Fragmento del documento
----------------------------------------

ILUSTRACIÓN | Eva van Passel Gambín
Diez años después llegaron los primeros signos de que la vida no es de color de rosa. Máxime cuando el mercado se encarga de ponerte delante de la realidad. Estamos a mediados de los 90 y comienzan los enfriamientos en modo de reformas laborales para ir alimentando la precariedad sobre la que se sustentan las grandes fortunas. Pero el mercado laboral, mal que bien, aún es capaz de asegurar unas condiciones de trabajo que esquivan la desigualdad que llegará más adelante. Algunos de los nuestros empezaron a quedarse en el camino. Tenían que pensar en reinventarse, como nos dicen los gurús del capitalismo, para hacernos creer que todo depende de nuestra voluntad y nuestro deseo. Vamos, que si no somos ricos ni tenemos éxito es por nuestra culpa, culpita, culpa. Aún tendríamos que vivir el espejismo del boom inmobiliario y de la burbuja especulativa de los primeros años del nuevo milenio, un período en el que volvimos a considerarnos los amos del mundo y de nuestro destino. Un tiempo en el que creíamos que éramos ricos y capaces de embarcarnos en comprar casa y amueblarla, amén de estrenar coche, con los préstamos que nos regalaban las cajas y bancos, eso sí, en la fase previa a ser intervenidos. Esto es, a que los rescatásemos con el precio de nuestro sudor, nuestro presente y nuestra precariedad futura.

----------------------------------------

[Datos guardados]
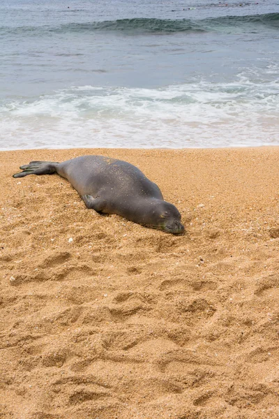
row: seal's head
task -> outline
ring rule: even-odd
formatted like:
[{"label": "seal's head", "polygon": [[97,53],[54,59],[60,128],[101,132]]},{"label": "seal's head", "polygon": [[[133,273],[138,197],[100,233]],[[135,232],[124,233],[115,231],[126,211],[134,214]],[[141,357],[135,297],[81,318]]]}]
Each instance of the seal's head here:
[{"label": "seal's head", "polygon": [[163,230],[172,234],[181,234],[184,226],[181,224],[181,215],[177,208],[166,201],[157,202],[152,212],[153,223],[150,227]]}]

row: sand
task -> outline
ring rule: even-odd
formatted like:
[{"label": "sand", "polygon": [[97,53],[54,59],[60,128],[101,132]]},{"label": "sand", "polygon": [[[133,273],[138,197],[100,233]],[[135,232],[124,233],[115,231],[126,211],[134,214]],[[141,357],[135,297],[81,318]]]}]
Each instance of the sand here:
[{"label": "sand", "polygon": [[[31,160],[137,166],[186,234],[86,208]],[[0,418],[279,418],[279,147],[0,153]]]}]

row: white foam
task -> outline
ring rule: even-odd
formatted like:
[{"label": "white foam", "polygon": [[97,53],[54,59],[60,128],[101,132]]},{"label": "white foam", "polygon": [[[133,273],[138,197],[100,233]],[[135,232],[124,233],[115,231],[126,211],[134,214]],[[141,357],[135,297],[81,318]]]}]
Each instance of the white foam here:
[{"label": "white foam", "polygon": [[0,107],[0,149],[279,144],[279,84],[73,87]]}]

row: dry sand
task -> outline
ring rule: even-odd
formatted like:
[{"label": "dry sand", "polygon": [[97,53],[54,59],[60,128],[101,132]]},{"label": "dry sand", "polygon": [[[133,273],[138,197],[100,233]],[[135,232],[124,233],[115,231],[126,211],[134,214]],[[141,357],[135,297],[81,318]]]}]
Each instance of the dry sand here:
[{"label": "dry sand", "polygon": [[[137,166],[173,236],[89,210],[31,160]],[[0,153],[0,418],[279,418],[279,148]],[[73,241],[70,239],[73,239]]]}]

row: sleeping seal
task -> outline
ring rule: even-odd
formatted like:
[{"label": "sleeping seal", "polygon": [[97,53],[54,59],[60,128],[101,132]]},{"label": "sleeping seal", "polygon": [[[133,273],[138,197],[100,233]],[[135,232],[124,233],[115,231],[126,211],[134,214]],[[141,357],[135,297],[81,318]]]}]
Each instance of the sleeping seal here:
[{"label": "sleeping seal", "polygon": [[184,231],[181,216],[174,205],[164,200],[158,186],[135,166],[103,156],[82,156],[62,163],[31,161],[20,166],[27,175],[58,173],[77,191],[87,208],[126,219],[166,233]]}]

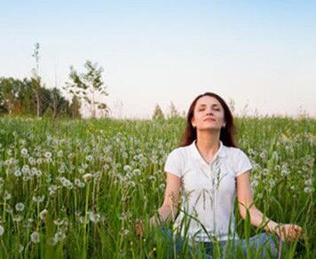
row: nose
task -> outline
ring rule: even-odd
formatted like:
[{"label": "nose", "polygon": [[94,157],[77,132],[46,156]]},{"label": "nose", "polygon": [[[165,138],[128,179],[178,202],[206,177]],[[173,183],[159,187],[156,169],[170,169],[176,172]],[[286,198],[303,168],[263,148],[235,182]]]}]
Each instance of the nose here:
[{"label": "nose", "polygon": [[207,115],[213,115],[213,113],[211,111],[209,111],[206,114]]}]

----------------------------------------

Consigna 1
¿En qué momento sitúa el fragmento sobre la precariedad laboral el comienzo de las reformas laborales?
Consigna 2
Continúa el fragmento sobre la precariedad laboral a partir de su última oración.
El listado no guarda relación alguna con el fragmento sobre la precariedad laboral.

Respuesta 1
A mediados de los años 90.

Respuesta 2
Precariedad para todos
Los nacidos en España en los años 80, los millenials, sufrieron primero la crisis del 2008: cuando el mercado laboral se cerró o dio por hecho que les hacía un favor contratándolos. ¿Esto les suena? Es cuando ya no se cobran ni las prácticas, pero sí se les da las gracias a los contratadores como si les hicieran el favor de su vida. Ahora, doce años después, cuando encarrilaban su vida profesional, eso sí, con salarios bajos y contratos precarios, la crisis de la Covid-19 también se lleva por delante las expectativas de esa generación y coloca a la de nuestros hijos, la que viene detrás, con un presente y un futuro poco prometedores. De ahí que ahora no exista la garantía de que ambas generaciones sean capaces de vivir como la nuestra, la de sus padres y madres.
Estemos tranquilos, que no sabemos lo que va a pasar. No seamos agoreros de algo que no está en nuestras manos, sino en la de quienes tienen que coger las riendas de su vida. Seguro que nos echarán cosas en cara, como nosotros se las lanzamos en su momento a nuestros progenitores. No quita, sin embargo, que nos lamentemos con ese “ay, qué dolor”, mientras nos quedamos parados. De eso no se trata. Es otra cosa.